━━ Source data

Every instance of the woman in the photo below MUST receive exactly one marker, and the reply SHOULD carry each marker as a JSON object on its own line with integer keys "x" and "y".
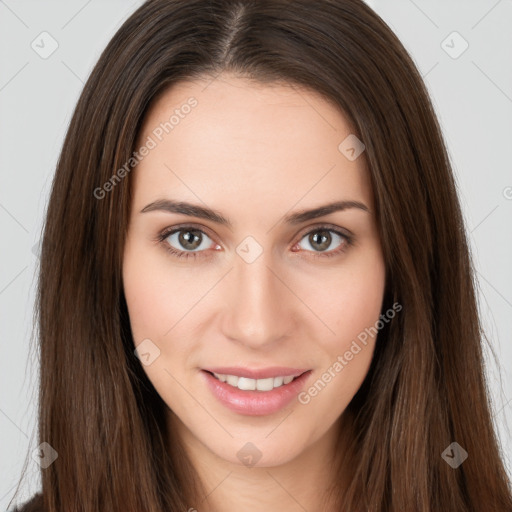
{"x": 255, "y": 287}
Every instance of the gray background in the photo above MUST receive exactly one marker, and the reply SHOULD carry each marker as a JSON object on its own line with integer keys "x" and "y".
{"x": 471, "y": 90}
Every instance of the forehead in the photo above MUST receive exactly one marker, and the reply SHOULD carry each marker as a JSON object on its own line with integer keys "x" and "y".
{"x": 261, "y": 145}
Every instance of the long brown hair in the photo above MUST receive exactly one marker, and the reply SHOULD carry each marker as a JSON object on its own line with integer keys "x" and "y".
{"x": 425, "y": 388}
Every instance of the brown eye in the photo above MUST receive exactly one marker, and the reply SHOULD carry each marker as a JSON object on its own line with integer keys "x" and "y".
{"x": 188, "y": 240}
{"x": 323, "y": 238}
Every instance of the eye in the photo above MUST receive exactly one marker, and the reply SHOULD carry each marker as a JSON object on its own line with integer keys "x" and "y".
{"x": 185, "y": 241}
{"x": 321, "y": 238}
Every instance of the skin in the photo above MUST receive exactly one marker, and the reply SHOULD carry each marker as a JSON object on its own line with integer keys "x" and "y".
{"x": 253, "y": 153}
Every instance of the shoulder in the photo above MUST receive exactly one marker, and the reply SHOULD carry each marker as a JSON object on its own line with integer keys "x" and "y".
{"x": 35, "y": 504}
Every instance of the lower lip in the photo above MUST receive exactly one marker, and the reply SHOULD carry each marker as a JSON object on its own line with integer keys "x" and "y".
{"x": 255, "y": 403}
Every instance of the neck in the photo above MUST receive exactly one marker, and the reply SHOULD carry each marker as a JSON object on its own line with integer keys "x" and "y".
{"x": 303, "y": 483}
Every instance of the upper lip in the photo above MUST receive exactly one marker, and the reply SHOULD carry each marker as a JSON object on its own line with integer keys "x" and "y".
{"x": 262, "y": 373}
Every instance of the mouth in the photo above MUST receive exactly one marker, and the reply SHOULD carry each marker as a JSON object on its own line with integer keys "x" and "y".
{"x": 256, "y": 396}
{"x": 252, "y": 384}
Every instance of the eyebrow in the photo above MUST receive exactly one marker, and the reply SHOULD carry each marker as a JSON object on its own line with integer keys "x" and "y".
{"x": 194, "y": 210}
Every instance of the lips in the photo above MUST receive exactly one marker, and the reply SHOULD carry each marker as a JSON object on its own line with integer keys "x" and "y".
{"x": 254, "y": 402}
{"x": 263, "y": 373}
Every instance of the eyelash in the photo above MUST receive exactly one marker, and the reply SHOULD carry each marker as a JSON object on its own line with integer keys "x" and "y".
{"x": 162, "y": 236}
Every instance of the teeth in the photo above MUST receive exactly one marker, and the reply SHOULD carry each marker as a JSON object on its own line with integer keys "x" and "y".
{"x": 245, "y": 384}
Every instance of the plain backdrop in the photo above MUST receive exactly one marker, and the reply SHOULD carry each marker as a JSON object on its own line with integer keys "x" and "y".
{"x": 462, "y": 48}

━━━━
━━ Source data

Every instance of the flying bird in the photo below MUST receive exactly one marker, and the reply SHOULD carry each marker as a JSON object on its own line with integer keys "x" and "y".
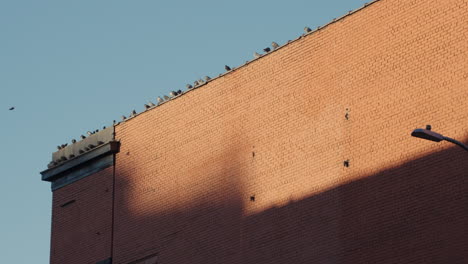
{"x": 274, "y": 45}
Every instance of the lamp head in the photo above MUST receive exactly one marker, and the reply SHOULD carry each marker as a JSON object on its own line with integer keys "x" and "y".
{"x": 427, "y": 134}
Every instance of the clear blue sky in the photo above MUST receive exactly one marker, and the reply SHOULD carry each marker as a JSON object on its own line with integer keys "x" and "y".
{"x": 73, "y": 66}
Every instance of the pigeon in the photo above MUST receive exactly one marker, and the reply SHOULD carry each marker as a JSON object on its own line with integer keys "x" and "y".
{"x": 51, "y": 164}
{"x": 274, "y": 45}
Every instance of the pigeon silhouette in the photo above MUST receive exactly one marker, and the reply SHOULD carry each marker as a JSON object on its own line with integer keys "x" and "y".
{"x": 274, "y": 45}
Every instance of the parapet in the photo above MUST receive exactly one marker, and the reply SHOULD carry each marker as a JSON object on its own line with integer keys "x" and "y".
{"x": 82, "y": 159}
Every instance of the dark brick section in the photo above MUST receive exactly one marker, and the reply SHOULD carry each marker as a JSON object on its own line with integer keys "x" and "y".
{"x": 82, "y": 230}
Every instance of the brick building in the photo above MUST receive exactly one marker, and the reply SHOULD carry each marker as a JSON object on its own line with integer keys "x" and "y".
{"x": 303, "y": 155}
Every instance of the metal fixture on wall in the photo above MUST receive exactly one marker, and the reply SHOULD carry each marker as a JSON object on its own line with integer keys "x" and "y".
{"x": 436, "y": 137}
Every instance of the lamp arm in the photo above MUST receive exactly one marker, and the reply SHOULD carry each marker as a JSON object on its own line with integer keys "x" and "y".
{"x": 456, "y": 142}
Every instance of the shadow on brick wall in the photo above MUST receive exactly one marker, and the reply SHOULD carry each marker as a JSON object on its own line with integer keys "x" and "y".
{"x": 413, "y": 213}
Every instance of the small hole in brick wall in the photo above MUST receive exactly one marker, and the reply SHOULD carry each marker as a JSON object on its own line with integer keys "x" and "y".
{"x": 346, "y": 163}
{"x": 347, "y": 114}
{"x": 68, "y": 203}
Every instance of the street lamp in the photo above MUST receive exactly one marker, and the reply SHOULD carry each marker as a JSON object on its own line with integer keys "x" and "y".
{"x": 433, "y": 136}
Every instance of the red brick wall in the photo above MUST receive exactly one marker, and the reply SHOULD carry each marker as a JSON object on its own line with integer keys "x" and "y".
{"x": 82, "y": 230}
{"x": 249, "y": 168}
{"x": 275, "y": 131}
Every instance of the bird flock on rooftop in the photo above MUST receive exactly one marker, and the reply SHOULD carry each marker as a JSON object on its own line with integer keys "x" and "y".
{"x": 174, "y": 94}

━━━━
━━ Source data

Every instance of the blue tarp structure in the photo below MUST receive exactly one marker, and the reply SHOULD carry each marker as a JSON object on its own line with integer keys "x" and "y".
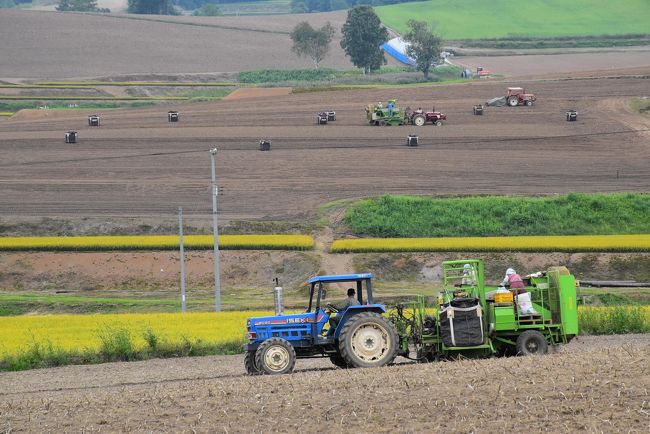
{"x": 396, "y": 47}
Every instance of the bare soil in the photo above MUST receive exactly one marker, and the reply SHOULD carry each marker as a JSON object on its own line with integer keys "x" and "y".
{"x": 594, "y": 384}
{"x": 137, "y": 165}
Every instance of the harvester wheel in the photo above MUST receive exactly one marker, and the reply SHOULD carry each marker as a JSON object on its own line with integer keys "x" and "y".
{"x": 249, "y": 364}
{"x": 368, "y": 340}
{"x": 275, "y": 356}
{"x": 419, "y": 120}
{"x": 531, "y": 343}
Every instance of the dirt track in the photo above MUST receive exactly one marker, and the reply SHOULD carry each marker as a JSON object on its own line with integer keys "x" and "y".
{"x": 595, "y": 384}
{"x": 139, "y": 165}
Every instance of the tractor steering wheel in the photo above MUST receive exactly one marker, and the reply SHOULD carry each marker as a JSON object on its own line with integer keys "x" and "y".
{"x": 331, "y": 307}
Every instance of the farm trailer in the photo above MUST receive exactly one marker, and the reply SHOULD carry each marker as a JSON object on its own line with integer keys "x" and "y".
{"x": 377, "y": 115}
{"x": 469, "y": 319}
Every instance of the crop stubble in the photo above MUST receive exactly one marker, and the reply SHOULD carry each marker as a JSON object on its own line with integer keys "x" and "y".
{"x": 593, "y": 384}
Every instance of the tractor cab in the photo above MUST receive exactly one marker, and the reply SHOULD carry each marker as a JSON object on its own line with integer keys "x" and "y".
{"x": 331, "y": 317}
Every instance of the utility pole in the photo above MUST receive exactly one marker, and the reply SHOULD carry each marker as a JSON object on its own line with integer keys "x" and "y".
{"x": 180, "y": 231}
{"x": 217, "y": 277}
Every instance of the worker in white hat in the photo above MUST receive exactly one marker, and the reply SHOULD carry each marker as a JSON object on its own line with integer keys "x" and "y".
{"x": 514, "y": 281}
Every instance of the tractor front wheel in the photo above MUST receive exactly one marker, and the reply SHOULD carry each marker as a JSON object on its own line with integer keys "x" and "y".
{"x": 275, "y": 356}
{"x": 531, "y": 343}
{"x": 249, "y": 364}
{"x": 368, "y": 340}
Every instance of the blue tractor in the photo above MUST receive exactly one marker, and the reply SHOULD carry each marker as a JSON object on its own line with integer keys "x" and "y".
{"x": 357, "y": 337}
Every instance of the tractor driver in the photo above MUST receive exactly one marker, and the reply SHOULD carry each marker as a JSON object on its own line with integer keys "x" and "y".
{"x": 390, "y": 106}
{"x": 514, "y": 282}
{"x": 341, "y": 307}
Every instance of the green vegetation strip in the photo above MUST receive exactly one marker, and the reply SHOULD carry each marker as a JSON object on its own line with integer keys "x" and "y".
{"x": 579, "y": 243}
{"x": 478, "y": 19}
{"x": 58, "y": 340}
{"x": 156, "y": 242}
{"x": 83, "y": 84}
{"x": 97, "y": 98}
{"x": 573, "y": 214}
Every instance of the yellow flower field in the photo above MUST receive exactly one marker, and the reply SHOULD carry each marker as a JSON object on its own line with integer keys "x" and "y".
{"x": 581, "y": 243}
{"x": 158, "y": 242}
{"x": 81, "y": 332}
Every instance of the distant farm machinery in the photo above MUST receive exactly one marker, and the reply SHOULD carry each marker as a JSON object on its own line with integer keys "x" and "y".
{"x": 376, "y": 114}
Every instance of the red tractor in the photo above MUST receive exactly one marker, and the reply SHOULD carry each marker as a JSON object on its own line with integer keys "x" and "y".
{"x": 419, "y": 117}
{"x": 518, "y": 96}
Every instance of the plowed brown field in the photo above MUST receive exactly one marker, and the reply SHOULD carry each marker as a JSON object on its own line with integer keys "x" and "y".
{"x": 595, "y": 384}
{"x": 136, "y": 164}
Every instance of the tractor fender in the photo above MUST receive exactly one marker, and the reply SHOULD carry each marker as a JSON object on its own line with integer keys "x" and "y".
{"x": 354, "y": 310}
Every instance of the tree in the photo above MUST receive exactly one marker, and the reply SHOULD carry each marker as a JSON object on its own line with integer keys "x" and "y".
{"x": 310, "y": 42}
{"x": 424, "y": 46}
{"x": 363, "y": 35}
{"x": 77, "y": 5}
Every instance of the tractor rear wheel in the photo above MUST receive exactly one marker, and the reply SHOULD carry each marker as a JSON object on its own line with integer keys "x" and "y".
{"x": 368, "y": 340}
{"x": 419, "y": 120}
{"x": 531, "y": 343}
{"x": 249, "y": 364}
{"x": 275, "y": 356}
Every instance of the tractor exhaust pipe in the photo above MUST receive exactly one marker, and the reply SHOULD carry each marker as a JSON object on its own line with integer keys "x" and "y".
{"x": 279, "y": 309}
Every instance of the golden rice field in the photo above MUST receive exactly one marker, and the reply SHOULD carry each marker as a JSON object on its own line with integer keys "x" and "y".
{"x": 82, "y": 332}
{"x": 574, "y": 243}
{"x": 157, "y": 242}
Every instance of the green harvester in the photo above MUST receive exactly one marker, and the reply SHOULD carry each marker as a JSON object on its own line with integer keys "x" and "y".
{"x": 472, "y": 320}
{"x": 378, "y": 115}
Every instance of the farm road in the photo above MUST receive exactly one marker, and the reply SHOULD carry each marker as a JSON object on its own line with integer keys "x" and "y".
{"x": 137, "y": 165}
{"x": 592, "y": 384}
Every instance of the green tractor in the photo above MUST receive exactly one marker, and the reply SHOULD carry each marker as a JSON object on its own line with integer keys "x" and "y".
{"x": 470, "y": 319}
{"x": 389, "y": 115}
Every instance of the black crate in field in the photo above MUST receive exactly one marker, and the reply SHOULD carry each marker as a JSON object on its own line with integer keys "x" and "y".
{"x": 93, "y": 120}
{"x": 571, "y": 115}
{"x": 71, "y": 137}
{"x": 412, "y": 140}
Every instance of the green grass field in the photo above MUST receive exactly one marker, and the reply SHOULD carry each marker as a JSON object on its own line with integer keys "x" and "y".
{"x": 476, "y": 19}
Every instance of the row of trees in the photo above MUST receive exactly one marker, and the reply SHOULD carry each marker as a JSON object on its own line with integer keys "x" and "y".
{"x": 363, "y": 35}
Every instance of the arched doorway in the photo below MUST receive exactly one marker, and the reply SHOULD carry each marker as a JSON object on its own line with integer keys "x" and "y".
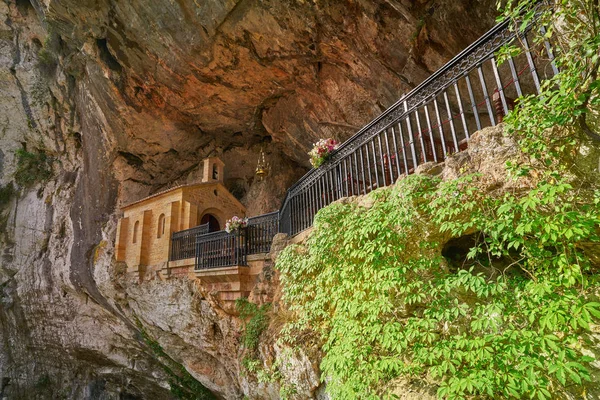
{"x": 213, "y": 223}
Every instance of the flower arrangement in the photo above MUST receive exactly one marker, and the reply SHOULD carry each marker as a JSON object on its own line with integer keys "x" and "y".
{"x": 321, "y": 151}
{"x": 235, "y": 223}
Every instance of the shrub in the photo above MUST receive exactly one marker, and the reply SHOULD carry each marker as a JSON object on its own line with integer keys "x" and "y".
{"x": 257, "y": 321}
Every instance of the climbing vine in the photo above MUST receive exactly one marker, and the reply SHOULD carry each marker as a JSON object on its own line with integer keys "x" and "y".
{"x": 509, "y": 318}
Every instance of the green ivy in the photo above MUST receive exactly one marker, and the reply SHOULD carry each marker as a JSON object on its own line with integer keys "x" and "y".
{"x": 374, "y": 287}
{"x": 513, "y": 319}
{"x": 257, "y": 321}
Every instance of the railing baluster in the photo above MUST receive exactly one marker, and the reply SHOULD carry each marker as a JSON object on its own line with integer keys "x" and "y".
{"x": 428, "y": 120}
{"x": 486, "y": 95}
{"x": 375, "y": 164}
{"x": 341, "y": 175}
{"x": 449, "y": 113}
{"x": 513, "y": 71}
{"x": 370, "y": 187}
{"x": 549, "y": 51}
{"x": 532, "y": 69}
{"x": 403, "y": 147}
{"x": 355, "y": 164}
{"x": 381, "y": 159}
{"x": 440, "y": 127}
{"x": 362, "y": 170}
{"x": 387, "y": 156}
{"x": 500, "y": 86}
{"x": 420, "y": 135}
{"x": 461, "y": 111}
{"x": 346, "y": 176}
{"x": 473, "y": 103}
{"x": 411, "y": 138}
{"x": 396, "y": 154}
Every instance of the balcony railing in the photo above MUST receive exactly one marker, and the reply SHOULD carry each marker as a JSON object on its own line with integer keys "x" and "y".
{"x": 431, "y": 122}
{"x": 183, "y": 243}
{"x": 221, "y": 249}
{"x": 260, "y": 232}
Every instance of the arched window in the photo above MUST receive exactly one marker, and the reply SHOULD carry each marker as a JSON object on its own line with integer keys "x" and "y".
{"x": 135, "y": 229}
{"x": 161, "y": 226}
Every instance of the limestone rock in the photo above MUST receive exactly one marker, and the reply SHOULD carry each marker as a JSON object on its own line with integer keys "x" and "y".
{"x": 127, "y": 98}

━━━━

Brief | Locate each line in the data above that contains the word "flower" and copy those lines out in full.

Solution below |
Every instance of the yellow flower field in the photo above MUST receive exactly one marker, and the reply SHOULD carry each marker as a JSON object on its own line with integer keys "x" and "y".
Every instance of the flower arrangement in the photo above MUST receive exactly one marker, and the reply SHOULD carry each marker as a JSON object on its own line with integer keys "x" and "y".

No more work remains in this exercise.